Point-based annotation data
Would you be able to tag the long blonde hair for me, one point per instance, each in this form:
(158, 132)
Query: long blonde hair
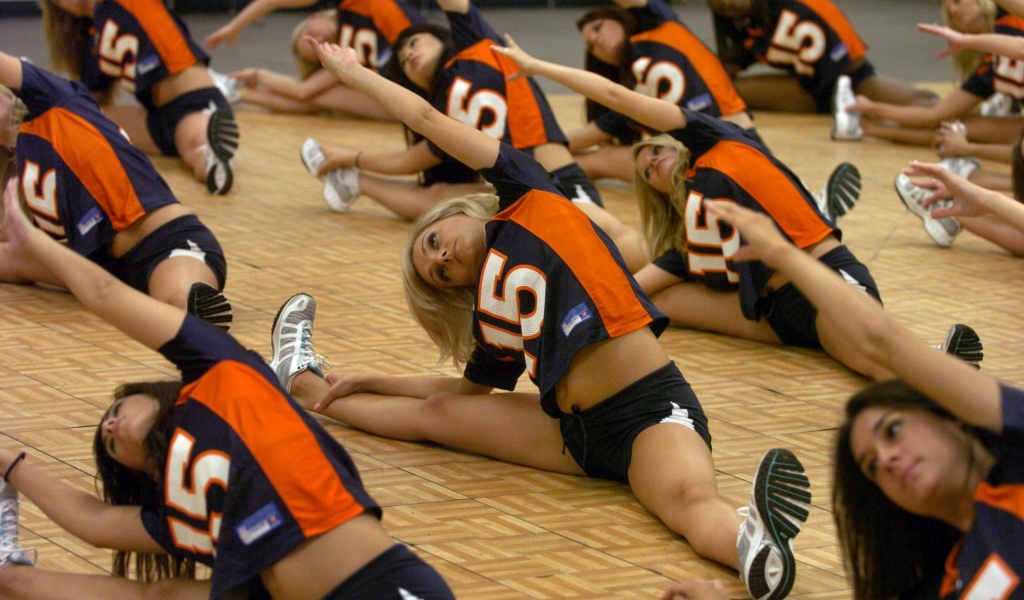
(68, 37)
(303, 67)
(16, 114)
(445, 313)
(662, 220)
(966, 61)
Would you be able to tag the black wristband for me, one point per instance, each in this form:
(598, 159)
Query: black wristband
(10, 468)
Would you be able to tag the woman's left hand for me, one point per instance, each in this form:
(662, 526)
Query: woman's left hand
(759, 232)
(954, 40)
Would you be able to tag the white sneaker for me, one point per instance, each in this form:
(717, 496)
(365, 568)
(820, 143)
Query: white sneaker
(962, 166)
(942, 231)
(997, 104)
(291, 341)
(312, 157)
(846, 124)
(779, 504)
(228, 86)
(341, 186)
(9, 550)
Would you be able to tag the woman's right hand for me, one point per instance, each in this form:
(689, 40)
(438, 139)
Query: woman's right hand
(16, 227)
(954, 40)
(336, 157)
(762, 240)
(968, 199)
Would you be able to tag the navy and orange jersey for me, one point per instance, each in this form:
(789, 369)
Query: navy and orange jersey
(138, 43)
(473, 89)
(551, 284)
(726, 164)
(82, 178)
(811, 39)
(670, 62)
(988, 561)
(999, 74)
(371, 26)
(250, 475)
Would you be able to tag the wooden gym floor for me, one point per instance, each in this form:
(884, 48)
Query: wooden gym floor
(497, 530)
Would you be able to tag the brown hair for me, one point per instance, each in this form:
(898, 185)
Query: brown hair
(124, 486)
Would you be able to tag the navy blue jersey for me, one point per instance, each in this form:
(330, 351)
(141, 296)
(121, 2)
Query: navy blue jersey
(474, 90)
(371, 26)
(552, 283)
(726, 164)
(988, 561)
(999, 74)
(82, 178)
(811, 39)
(670, 62)
(250, 475)
(138, 43)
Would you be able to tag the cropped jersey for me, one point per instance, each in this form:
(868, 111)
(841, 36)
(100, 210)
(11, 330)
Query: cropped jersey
(83, 180)
(988, 561)
(670, 62)
(473, 89)
(250, 475)
(811, 39)
(140, 43)
(551, 284)
(371, 26)
(999, 74)
(728, 165)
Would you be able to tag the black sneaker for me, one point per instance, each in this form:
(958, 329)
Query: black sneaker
(209, 304)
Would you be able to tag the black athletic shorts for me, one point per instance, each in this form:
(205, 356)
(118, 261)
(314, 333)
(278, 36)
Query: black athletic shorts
(395, 574)
(163, 122)
(793, 316)
(600, 438)
(185, 236)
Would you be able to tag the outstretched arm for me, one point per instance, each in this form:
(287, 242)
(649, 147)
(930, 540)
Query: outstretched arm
(1015, 6)
(474, 148)
(969, 200)
(653, 113)
(999, 44)
(146, 319)
(966, 392)
(10, 71)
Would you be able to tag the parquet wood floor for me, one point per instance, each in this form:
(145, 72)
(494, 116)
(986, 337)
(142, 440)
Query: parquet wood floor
(497, 530)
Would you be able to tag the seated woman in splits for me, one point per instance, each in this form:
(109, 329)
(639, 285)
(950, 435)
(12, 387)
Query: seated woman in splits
(146, 49)
(692, 277)
(538, 288)
(83, 181)
(459, 74)
(984, 76)
(814, 45)
(928, 468)
(643, 45)
(192, 473)
(368, 26)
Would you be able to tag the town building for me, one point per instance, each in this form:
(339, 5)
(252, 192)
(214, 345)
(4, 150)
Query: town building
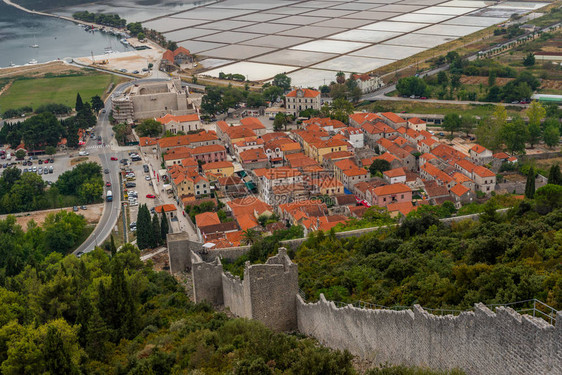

WHAT TO WORK ON
Return every line of the listing above verbatim, leaving out the pictures.

RESULT OF THE TASK
Would you be able to tag the long blonde hair for me, one point per instance, each in this form:
(158, 132)
Query: long blonde hair
(68, 37)
(303, 67)
(16, 114)
(445, 313)
(662, 220)
(966, 61)
Would you be able to tag the black wristband for me, one point per instance, each in this form:
(598, 159)
Query: black wristband
(10, 468)
Would you be able to tag the woman's left hand for me, one point per instance, each in this form:
(662, 526)
Query: woman's left hand
(759, 232)
(954, 40)
Would you be able to tag the white sneaker for me, one point per instance, each in this form:
(717, 496)
(365, 568)
(820, 143)
Query: white sneaker
(962, 166)
(942, 231)
(997, 104)
(291, 341)
(312, 157)
(846, 124)
(779, 504)
(228, 86)
(341, 186)
(9, 550)
Would you be able to tag the woman's right hand for me, one point per instance, each in this form:
(689, 40)
(438, 139)
Query: woman's right hand
(16, 227)
(954, 40)
(336, 157)
(762, 240)
(968, 199)
Would you be able to tag the navy and orange jersey for me, one point per instance, each in this form:
(789, 369)
Query: navy and orange jersey
(138, 43)
(473, 89)
(551, 284)
(726, 164)
(82, 178)
(811, 39)
(670, 62)
(988, 561)
(999, 74)
(371, 26)
(250, 475)
Would you be able to tag the wooden gym floor for me, one point per instance, each in this form:
(884, 48)
Query: wooden gym floor
(497, 530)
Would you be able to tag the brown hair for me, one point per instance, each in this form:
(898, 185)
Query: brown hair
(124, 486)
Would you be able to tag the navy blue jersey for me, one point per instance, each in this form:
(330, 351)
(141, 296)
(121, 2)
Query: navy blue jersey
(474, 90)
(371, 26)
(552, 283)
(726, 164)
(988, 561)
(999, 74)
(82, 178)
(811, 39)
(670, 62)
(250, 475)
(138, 43)
Would you be able to tag the cropped jersey for me, one point per instance, each in this form:
(868, 111)
(841, 36)
(100, 210)
(11, 330)
Query: cropped jersey
(83, 180)
(988, 561)
(670, 62)
(473, 89)
(250, 475)
(811, 39)
(140, 43)
(551, 284)
(371, 26)
(999, 74)
(728, 165)
Would you be able to tag the black sneaker for me, one point per instance, each in this form:
(958, 329)
Query: black sneaker
(209, 304)
Would you be able to tag the black athletic shorts for me, one point per instance, each in this form:
(205, 356)
(118, 261)
(314, 333)
(278, 36)
Query: black athletic shorts
(395, 574)
(163, 122)
(793, 316)
(600, 438)
(185, 236)
Would you be able to tag the outstretched arm for me, one point per instance, each in this form:
(287, 242)
(649, 147)
(930, 540)
Query: outstretched arm
(1015, 6)
(474, 148)
(969, 200)
(653, 113)
(999, 44)
(146, 319)
(966, 392)
(10, 71)
Would you be able to tag the parquet wood floor for me, one point per instance, each in this form:
(145, 72)
(494, 116)
(986, 337)
(142, 440)
Query: parquet wood floor
(497, 530)
Would you be able to tag the seated woman in splits for me, one point per instance, each in this form:
(109, 329)
(639, 285)
(950, 435)
(12, 387)
Query: seated woman in splits
(146, 49)
(692, 277)
(538, 288)
(83, 181)
(459, 74)
(984, 76)
(814, 45)
(928, 468)
(643, 45)
(192, 473)
(368, 26)
Would you be able to tag the town building for me, one point per instance, each in this form:
(339, 5)
(252, 192)
(214, 345)
(4, 150)
Query: town building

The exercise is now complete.